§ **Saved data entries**
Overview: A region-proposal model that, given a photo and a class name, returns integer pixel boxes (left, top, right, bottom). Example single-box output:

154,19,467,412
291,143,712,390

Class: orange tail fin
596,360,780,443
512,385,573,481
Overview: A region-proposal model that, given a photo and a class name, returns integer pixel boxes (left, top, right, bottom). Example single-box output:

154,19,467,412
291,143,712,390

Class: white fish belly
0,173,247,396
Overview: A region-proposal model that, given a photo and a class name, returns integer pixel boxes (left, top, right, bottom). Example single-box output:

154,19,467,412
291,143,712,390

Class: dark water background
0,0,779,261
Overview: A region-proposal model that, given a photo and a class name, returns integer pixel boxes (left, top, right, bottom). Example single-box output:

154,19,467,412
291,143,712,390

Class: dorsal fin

---

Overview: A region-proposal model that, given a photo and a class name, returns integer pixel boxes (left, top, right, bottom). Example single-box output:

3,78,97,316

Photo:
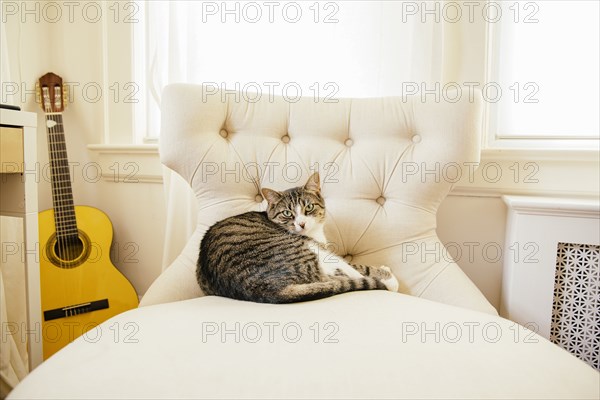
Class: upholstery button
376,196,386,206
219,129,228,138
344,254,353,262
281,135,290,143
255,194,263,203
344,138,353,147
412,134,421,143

§ **Activity**
What do the lines above say from the one containing "Class: dark water background" down to the one containing "Class: dorsal fin"? Return them exactly, both end lines included, and only them.

§ **Expected answer**
Class: dark water background
0,0,779,261
Overview: A region-proposal model that, given a photo and a class name, returns integer pixel boxes (left, top, right, bottom). Example single-box output:

154,19,467,412
291,143,712,390

Class: dorsal fin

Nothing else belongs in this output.